▶ [Page]
■ ■ ■ ■ ■

Update – New York shale shill E&E is on the block
This is a remarkably well researched piece by Rob Galbraith about the New York gas lobbyist “Energy and the Environment Incorporated“ who actually get paid by their fracking collaborators inside the NYS DEC to hype shale. Such a gig !
Ecology & Environment (E & E), the New York Department of Environmental Conservation (DEC) contractor whose membership in the lobbying group Independent Oil and Gas Association (IOGA) of New York set off alarm bells, “clarified” its relationship with the organization last week.
In a letter released April 24, E & E asserted that it was never a member of IOGA, though it had previously paid an employee’s membership fees “in order to attend IOGANY’s Conferences and receive its newsletter to be kept apprised of new technical developments in the industry and develop industry contacts.” The environmental consultant castigated IOGA for not obtaining authorization to name Ecology & Environment in its letter to Andrew Cuomo pushing to move forward with fracking in New York State. E & E also declared that it had directed its employee to terminate his IOGA membership.

■ ■ ■ ■ ■

▶ [Exercise A]
From the article about Ecology & Environment and IOGA, list each thing E & E asserted or did in its April 24 letter.
▶ [Exercise B]
Using the article about Ecology & Environment and IOGA, answer each question below on its own line.
(i) Which state agency is E & E a contractor for?
(ii) On what date was E & E's letter released?
(iii) To whom did IOGA send its letter pushing to move forward with fracking?
▶ [Exercise C]
Write the next paragraph of the article about Ecology & Environment and IOGA, picking up after its final sentence.

▶ [Information supplied]
■ ■ ■ ■ ■

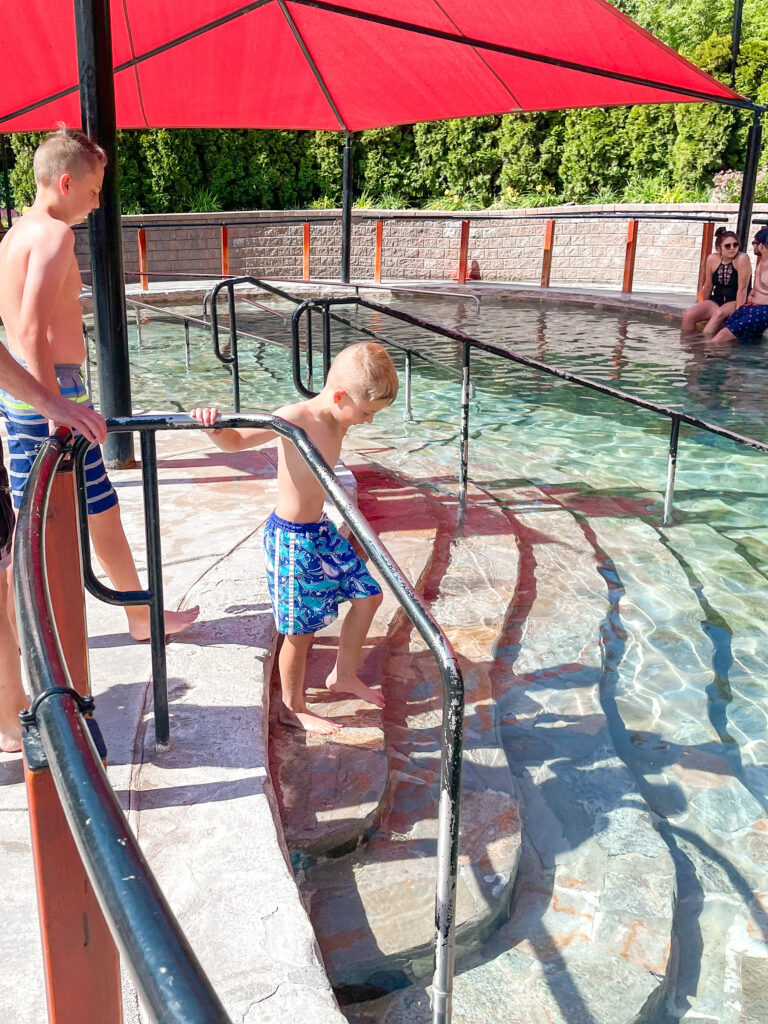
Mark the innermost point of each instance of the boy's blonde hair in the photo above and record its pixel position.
(366, 372)
(67, 152)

■ ■ ■ ■ ■

▶ [Written reply A]
- It asserted that it was never a member of IOGA.
- It said it had previously paid an employee's membership fees.
- It castigated IOGA for not obtaining authorization to name Ecology & Environment in its letter to Andrew Cuomo.
- It declared that it had directed its employee to terminate his IOGA membership.

▶ [Written reply B]
(i) The New York Department of Environmental Conservation (DEC)
(ii) April 24
(iii) Andrew Cuomo

▶ [Written reply C]
According to the April 24 letter, “E & E’s nationwide policy has been to not take any position on fracking and only provide objective environmental consulting;” however, the company has a financial interest in New York’s approving the practice evinced in corporate financial reports and past work for oil and gas companies. E & E has also been criticized for its overly optimistic prediction of fracking’s economic effects written on contract for the DEC and further has ties to a now-defunct fracking research institute at the University at Buffalo that incorrectly reported that the incidence of major environmental citations had declined in Pennsylvania.
Financial interest in fracking
Although Ecology & Environment claims to be neutral on the fracking issue, the company stands to gain financially if it is allowed in New York. In its 2010 annual report, E & E wrote:
E & E’s management recognized early on that the oil and gas industry provided outstanding opportunities for commercial consulting contracts due to federal and state permitting requirements for new facilities.
In its most recent 10-K filing with the Securities and Exchange Commission, E & E identifies “unconventional natural gas development” as a business area:
Recent advances in gas drilling techniques have opened “shale gas” reserves for development. E&E has positioned itself to respond to industry demands for permitting well development and take away pipelines required to move shale gas to market.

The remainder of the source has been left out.